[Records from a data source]
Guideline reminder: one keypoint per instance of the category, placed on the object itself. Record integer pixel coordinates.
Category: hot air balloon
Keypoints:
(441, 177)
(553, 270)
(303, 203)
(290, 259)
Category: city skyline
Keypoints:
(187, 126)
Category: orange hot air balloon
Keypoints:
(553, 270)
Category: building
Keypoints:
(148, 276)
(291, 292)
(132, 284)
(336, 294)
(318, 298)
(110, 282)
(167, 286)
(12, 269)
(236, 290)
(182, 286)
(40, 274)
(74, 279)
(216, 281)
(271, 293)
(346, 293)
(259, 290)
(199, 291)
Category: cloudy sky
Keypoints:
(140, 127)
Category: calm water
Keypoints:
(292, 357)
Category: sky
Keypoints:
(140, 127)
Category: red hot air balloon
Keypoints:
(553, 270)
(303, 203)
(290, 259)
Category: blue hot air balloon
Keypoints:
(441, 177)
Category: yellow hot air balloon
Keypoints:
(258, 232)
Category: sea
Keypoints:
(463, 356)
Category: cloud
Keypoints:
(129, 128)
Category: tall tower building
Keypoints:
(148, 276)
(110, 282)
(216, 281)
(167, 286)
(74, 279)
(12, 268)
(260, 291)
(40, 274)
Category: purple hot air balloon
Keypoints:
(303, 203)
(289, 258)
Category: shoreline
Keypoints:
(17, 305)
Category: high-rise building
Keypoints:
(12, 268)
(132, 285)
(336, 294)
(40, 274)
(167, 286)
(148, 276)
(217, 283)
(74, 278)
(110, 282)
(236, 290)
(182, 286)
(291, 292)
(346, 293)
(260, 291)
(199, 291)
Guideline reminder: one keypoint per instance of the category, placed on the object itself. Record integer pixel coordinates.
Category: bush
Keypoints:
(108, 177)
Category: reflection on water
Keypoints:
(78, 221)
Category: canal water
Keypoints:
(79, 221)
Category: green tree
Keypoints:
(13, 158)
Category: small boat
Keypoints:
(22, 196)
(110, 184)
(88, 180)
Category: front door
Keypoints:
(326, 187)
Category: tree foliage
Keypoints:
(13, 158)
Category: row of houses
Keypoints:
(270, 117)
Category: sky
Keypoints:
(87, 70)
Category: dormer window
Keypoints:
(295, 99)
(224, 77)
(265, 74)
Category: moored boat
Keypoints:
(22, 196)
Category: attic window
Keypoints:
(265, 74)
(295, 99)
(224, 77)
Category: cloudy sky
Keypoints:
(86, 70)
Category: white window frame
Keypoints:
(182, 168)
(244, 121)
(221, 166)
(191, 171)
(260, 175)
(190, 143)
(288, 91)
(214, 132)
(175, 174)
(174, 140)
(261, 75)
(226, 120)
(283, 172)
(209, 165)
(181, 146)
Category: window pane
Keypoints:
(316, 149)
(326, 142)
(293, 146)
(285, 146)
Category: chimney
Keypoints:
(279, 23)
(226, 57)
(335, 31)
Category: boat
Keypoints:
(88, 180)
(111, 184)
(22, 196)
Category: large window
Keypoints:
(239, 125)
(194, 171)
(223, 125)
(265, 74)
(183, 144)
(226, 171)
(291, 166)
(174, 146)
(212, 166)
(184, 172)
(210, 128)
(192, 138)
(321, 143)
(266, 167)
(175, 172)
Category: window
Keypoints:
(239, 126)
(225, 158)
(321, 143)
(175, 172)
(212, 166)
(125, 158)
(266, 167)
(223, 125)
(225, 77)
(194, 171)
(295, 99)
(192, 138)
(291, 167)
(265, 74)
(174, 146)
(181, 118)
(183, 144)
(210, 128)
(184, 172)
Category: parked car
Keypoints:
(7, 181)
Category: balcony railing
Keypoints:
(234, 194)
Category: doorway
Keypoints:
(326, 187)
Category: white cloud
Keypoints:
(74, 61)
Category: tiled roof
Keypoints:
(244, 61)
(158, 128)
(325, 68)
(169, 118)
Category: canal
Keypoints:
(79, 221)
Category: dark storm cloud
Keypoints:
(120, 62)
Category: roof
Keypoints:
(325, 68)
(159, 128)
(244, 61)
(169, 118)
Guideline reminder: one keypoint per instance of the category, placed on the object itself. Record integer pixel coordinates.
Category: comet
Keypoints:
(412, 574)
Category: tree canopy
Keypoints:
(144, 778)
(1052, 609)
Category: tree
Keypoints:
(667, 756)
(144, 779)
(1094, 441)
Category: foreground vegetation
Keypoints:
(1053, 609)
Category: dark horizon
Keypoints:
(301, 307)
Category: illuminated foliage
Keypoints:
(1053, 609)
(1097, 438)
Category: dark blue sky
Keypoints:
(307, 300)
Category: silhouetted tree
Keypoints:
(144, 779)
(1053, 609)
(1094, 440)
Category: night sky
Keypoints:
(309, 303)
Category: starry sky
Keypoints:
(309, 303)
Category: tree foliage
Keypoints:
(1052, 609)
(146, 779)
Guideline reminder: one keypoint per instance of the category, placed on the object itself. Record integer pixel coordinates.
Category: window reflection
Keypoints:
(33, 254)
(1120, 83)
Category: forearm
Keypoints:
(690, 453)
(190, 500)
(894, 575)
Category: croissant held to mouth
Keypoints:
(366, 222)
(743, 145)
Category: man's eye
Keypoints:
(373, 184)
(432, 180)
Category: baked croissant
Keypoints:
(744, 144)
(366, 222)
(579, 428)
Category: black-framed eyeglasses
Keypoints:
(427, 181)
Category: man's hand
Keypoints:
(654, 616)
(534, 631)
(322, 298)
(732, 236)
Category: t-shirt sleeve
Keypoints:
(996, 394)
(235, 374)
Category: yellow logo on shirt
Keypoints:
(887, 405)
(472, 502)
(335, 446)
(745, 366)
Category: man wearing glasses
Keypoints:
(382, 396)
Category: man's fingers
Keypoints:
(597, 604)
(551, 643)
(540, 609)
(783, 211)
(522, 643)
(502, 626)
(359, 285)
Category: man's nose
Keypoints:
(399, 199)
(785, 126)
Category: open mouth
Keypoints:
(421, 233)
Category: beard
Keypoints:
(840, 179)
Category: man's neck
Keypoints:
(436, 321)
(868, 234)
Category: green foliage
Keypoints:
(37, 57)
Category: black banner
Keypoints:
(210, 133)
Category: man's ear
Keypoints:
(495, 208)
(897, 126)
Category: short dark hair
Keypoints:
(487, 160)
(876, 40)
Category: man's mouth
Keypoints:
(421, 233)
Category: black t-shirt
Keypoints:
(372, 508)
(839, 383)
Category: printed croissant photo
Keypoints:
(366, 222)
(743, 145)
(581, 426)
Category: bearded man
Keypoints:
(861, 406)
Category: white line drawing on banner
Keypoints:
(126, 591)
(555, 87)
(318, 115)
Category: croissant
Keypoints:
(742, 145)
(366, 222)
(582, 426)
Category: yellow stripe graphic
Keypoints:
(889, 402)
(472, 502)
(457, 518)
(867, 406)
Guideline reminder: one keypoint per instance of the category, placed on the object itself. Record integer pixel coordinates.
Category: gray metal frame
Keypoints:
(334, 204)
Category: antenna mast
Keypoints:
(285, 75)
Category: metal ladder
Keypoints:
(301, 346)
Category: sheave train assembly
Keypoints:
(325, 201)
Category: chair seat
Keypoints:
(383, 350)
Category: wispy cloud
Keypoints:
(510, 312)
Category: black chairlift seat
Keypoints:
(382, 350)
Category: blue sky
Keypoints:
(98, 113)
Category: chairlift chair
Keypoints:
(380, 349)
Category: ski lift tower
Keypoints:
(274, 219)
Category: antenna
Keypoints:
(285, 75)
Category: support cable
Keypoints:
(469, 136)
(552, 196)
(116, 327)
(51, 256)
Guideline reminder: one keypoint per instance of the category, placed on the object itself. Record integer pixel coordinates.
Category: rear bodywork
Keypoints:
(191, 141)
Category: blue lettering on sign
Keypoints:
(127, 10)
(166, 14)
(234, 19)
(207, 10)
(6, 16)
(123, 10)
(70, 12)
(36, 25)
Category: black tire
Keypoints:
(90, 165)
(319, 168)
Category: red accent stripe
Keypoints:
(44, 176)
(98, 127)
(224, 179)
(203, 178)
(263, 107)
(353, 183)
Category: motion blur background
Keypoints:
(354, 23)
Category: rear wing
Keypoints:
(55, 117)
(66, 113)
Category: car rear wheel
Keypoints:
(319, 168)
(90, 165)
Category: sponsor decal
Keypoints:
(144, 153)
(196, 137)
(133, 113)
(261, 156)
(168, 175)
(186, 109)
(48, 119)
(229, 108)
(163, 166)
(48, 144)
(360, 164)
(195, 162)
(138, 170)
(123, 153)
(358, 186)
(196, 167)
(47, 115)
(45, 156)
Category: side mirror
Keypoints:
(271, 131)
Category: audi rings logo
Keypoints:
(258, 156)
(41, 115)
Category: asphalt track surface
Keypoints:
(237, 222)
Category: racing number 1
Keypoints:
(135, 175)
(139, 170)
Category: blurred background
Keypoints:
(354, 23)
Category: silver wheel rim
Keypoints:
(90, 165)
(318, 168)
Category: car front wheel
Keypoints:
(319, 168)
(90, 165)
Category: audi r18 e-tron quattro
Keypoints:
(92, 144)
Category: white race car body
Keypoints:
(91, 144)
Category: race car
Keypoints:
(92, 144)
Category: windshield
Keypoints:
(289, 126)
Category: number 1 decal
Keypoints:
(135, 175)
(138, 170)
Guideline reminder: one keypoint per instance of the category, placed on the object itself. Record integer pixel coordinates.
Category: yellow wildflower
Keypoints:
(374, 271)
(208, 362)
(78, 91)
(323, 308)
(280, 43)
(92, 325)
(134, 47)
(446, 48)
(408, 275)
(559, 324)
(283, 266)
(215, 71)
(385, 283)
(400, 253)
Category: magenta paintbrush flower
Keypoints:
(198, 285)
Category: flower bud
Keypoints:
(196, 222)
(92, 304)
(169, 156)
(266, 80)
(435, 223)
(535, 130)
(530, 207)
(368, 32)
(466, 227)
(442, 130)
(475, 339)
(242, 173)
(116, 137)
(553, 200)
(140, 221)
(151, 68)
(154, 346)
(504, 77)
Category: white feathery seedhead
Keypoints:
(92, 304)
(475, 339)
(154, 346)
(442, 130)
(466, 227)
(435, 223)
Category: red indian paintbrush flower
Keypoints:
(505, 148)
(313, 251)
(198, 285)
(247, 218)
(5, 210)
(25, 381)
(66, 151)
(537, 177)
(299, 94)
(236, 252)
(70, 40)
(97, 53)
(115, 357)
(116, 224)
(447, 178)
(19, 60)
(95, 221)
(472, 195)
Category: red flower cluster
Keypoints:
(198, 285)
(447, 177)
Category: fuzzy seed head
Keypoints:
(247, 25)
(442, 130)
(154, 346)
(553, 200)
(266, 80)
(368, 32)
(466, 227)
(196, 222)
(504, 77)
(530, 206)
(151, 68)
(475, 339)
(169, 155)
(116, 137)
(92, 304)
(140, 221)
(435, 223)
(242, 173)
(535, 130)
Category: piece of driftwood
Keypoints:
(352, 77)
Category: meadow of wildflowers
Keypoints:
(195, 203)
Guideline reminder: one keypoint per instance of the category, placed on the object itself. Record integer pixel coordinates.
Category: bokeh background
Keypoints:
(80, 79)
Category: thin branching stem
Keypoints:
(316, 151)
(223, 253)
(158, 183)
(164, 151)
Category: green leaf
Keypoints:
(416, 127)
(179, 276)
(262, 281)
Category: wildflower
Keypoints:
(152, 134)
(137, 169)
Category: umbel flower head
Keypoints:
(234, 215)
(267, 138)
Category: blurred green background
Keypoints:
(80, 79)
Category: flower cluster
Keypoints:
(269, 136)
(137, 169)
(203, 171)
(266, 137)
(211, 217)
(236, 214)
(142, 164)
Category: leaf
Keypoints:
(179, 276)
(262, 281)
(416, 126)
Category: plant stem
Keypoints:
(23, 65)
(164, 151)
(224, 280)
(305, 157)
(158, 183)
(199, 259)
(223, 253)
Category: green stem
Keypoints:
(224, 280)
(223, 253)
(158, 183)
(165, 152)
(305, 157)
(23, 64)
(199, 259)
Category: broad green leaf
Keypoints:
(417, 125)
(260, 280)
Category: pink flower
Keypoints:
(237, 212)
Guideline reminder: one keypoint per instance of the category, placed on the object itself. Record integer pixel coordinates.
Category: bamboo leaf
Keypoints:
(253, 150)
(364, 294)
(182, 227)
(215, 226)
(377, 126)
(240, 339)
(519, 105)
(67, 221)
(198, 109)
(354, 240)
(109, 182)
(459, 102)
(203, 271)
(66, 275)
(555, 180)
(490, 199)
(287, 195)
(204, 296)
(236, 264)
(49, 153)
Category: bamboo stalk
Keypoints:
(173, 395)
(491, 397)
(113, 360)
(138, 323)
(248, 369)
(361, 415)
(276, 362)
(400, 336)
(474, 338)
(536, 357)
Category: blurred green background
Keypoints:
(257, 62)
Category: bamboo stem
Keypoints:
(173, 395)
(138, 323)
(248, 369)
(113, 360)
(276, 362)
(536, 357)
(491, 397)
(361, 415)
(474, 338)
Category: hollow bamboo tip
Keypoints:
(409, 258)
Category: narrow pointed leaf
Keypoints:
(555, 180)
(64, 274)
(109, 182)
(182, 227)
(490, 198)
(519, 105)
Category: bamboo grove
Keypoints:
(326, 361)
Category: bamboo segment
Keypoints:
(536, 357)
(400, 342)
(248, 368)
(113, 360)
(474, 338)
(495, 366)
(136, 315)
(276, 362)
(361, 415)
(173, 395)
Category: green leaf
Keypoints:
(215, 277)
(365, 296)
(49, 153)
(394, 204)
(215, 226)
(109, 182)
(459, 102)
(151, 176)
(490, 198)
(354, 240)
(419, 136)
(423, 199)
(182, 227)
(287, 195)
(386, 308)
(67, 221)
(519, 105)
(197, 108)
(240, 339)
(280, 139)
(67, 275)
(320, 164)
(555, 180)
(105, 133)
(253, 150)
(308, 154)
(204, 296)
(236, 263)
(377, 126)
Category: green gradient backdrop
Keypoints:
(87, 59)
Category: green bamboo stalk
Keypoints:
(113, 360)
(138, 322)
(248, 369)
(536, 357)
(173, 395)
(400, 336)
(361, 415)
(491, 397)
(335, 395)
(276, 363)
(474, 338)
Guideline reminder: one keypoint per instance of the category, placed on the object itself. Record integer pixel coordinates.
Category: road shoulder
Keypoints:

__EXERCISE REQUIREMENTS__: Please make an exact copy of the lines above from the line with "Category: hot air balloon" through the line with "Category: building", both ends included.

__RESPONSE TO THE TASK__:
Category: hot air balloon
Keypoints:
(441, 177)
(553, 270)
(303, 203)
(290, 259)
Category: city skyline
Keypoints:
(187, 126)
Category: orange hot air balloon
Keypoints:
(553, 270)
Category: building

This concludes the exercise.